PROBLEM REQUIREMENTS: Please render the listing below as a numbered list, leaving out any blank lines.
-- start of EXCERPTED DATA --
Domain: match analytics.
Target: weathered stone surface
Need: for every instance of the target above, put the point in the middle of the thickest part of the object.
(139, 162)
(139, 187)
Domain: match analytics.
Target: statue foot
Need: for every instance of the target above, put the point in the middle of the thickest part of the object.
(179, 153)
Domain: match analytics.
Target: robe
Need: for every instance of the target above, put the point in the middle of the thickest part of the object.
-- end of EXCERPTED DATA --
EXERCISE RESULT:
1. Domain: match analytics.
2. Target: weathered stone surface
3. Need: for every instance of the target above, put the point in the middle of the thickest part of the object.
4. (139, 162)
5. (139, 187)
6. Domain: match analytics.
7. Target: statue foot
8. Need: for every instance of the target above, put the point in the middle of the thickest part of the object.
9. (179, 153)
10. Domain: match analytics.
11. Target: robe
12. Need: for every instance of the target above, put the point in the middle of the thickest part of the object.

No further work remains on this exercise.